## Begin Provided information

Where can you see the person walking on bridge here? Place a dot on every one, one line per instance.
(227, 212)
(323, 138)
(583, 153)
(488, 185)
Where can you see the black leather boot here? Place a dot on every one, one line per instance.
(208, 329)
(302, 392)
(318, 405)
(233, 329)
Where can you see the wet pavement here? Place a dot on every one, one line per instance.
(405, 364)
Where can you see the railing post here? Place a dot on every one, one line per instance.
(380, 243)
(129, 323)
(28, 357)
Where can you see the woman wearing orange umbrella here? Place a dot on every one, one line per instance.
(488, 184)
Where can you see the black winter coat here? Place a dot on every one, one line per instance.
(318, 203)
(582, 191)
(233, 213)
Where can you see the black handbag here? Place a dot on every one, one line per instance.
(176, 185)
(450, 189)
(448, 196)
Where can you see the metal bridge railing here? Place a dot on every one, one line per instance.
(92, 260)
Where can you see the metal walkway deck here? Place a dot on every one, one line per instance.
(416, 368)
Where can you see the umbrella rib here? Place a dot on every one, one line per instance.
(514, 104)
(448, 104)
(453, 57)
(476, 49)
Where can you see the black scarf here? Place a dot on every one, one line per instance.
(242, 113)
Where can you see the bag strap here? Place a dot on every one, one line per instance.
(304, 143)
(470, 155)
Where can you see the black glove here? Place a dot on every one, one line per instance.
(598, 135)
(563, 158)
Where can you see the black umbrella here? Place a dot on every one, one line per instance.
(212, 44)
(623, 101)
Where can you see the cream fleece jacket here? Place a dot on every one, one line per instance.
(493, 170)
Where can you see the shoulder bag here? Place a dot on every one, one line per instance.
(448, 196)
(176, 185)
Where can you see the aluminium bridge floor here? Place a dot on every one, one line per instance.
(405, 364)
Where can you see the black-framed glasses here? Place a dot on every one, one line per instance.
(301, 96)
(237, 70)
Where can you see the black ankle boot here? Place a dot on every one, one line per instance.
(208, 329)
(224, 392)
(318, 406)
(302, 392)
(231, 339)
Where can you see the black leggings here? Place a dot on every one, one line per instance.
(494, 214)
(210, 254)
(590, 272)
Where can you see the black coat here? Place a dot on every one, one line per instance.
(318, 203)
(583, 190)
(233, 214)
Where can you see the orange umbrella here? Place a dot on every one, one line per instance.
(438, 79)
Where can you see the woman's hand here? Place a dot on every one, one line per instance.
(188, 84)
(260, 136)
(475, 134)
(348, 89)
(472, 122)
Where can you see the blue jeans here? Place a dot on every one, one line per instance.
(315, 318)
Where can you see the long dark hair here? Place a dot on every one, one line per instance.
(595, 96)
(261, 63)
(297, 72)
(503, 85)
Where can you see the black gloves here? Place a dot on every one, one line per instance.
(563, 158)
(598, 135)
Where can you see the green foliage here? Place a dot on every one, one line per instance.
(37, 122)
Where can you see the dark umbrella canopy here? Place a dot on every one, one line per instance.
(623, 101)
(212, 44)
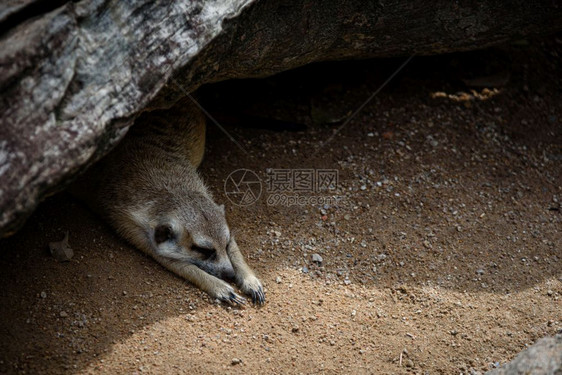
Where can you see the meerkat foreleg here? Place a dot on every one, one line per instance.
(210, 284)
(244, 276)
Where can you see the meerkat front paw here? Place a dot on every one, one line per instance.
(225, 293)
(252, 286)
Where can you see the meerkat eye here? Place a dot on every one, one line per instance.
(163, 233)
(209, 254)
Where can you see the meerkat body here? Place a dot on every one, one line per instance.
(149, 190)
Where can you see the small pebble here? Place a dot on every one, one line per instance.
(316, 258)
(236, 361)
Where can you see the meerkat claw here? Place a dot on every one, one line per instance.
(258, 297)
(234, 299)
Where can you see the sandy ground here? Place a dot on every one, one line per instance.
(441, 245)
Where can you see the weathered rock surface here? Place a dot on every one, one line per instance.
(74, 75)
(542, 358)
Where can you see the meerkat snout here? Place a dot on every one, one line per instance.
(149, 190)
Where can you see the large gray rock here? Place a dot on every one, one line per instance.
(74, 75)
(542, 358)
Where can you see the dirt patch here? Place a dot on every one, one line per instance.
(441, 244)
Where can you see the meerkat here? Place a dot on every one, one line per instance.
(150, 192)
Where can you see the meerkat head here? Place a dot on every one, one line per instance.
(192, 227)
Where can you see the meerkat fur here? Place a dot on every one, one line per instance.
(149, 190)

## End Provided information

◆ Written request: Starting at the line that contains "Where can you see the green" and continuing through the last line, put each line into a JSON list of strings, one string per line, with blank lines omitted. Leave the pictures out.

◆ Correct response:
[
  "Where can you see the green foliage here? Place a dot on every one, one line per instance.",
  "(37, 122)",
  "Where can you see the dark umbrella canopy here? Place a dot on every one, one line per instance.",
  "(623, 101)",
  "(212, 44)",
  "Where can you see the meerkat foreleg here? Place a dot on every one, one line per instance.",
  "(210, 284)",
  "(244, 276)",
  "Where can you see the meerkat front paw here? Place a dot on every one, one line per instance.",
  "(225, 293)",
  "(252, 286)",
  "Where can you see the meerkat eye here? Place a dot on every one, one line per instance.",
  "(163, 233)",
  "(209, 254)",
  "Where can you see the meerkat body here? Place a dot on every one, one line per instance.",
  "(149, 190)",
  "Where can you see the small pebble here? Place a dot on every one, one line per instance.",
  "(316, 258)",
  "(236, 361)",
  "Where can you see the meerkat claw here? Place a dot on every one, one line per instance.",
  "(258, 297)",
  "(234, 299)",
  "Where can you see the sandy ground here? Place a dot on every one, one line per instance.",
  "(441, 245)",
  "Where can you see the weathered rock surface here? Place a dot on every one, one line per instance.",
  "(74, 75)",
  "(542, 358)",
  "Where can you see the meerkat snout here? Place a dot on every one, one line per instance.",
  "(149, 190)",
  "Where can you see the large gray rock here? Place a dot on every one, one line per instance.",
  "(74, 75)",
  "(542, 358)",
  "Where can you see the dirt patch here? Place a dot on every one, one line per instance.",
  "(441, 244)",
  "Where can you see the meerkat here? Place a dot on every one, one line per instance.",
  "(150, 192)",
  "Where can you see the meerkat head here? Place a dot on every one, one line per instance.",
  "(192, 227)",
  "Where can you see the meerkat fur here? Place a dot on every one, one line per instance.",
  "(149, 190)"
]